What the task requires: Output the data below exactly.

(Records contained in a dataset)
───

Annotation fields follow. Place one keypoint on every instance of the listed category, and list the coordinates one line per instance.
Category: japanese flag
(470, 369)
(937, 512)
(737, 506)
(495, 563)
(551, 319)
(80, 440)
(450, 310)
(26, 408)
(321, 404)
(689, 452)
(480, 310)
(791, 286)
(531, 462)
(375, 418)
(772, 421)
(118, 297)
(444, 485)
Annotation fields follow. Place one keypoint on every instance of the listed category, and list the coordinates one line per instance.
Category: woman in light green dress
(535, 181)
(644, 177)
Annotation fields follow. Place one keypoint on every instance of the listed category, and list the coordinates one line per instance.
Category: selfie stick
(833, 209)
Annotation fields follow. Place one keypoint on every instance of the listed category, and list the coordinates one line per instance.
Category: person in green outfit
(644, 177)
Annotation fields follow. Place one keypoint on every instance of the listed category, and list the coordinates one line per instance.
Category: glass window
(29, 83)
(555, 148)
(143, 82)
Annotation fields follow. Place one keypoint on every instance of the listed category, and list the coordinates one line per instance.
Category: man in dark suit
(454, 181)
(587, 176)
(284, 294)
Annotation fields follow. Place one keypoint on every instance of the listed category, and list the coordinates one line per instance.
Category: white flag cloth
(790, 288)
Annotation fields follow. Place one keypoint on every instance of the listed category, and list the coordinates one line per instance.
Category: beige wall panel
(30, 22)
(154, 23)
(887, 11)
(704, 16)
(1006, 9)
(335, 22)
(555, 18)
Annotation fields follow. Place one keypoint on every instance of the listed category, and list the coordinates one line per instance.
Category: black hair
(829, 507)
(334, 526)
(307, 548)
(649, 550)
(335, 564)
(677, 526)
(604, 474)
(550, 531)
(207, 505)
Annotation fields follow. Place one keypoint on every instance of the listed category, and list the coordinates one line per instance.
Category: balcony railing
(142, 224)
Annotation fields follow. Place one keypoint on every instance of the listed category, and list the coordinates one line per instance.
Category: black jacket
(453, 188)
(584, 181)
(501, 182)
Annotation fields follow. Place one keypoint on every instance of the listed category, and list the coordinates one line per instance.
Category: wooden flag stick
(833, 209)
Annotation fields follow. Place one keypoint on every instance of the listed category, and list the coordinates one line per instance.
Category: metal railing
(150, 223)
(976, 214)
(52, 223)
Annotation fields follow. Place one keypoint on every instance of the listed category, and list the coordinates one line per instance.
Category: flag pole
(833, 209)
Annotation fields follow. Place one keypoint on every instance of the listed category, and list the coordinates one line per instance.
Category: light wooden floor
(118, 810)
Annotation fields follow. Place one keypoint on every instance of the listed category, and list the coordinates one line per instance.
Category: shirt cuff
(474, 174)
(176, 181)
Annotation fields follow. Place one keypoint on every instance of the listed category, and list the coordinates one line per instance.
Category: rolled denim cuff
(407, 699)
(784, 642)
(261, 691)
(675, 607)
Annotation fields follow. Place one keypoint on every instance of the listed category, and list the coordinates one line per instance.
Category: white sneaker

───

Output below:
Annotation fields follow. Place one keypoint on every instance of the listed category, and list the coordinates one line per instance.
Category: japanese flag
(470, 369)
(937, 512)
(737, 506)
(495, 563)
(551, 319)
(80, 440)
(450, 310)
(26, 408)
(321, 404)
(689, 452)
(480, 310)
(791, 286)
(531, 462)
(375, 418)
(772, 421)
(118, 297)
(444, 485)
Annotation fields follow. Place one keypoint on every instance of the listed category, and list the coordinates one line per instance.
Category: woman in light green dress
(535, 181)
(644, 177)
Annotation fields follow. Place one keypoint on every instance of the listed category, and list the coordinates one line per instance.
Category: selfie stick
(833, 209)
Annotation fields follow. Place one keypoint on every instance of the listed category, and list the coordinates one line per instance.
Category: person in green outfit
(644, 177)
Annotation fields follow. Place one keypoint on every instance of the listed category, and list the coordinates one line per instance.
Category: glass window
(29, 83)
(555, 148)
(143, 82)
Annotation fields follow. Place one keypoint on every instance of the listed category, and list the coordinates one line per instance.
Category: man in dark suit
(454, 181)
(587, 176)
(284, 294)
Annotation fields follow. Place one keypoint on every instance of the listed category, and list the coordinates one line per instance.
Category: white flag cloth
(790, 288)
Annotation fields follow. Place one keypoint on every instance of the listed category, and list the coordinates one line per instance.
Category: beige wall panel
(30, 22)
(154, 23)
(887, 11)
(704, 16)
(1006, 9)
(335, 22)
(555, 18)
Annotation fields follow. Place one keypoint on every instance of the listed category, and list the coordinates one line per instance.
Category: black hair
(829, 507)
(334, 526)
(307, 548)
(649, 550)
(335, 564)
(677, 526)
(604, 474)
(550, 531)
(207, 505)
Annotation fields follow. Place one keypoint on every instance of the listed category, and list the coordinates one line per instance.
Category: balcony railing
(142, 224)
Annotation fields follow. Place one keypoint on every instance of the listed category, and list the coordinates one line per instance.
Category: black jacket
(453, 188)
(584, 181)
(501, 182)
Annotation fields follow. Place one keypoint on every instance of the listed category, and list the coordinates one line per instance.
Category: wooden flag stick
(833, 209)
Annotation fields follow. Place one keypoint on every instance of the listed category, and list the coordinates one line per instance.
Category: metal railing
(150, 223)
(976, 214)
(52, 223)
Annotation fields follow. Place one keypoint on every instance of the listed category, and list the coordinates one line per instance.
Category: flag pole
(833, 209)
Annotation fields follow. Place one keypoint on every instance of the listed category, and list the coordinates one line per instance.
Category: light wooden floor
(118, 810)
Annotation fields follow. Place one keypoint on every instance of the listed category, and list the coordinates one line per instance.
Category: shirt cuff
(474, 174)
(176, 181)
Annotation fields follow. Place one keypoint on every instance of the listed category, and list the coordinates one line per instance.
Category: rolled denim cuff
(407, 699)
(784, 642)
(261, 691)
(675, 607)
Annotation fields follow. Place one keypoint on every instance of the listed category, and list the coordinates one line per instance.
Category: white sneaker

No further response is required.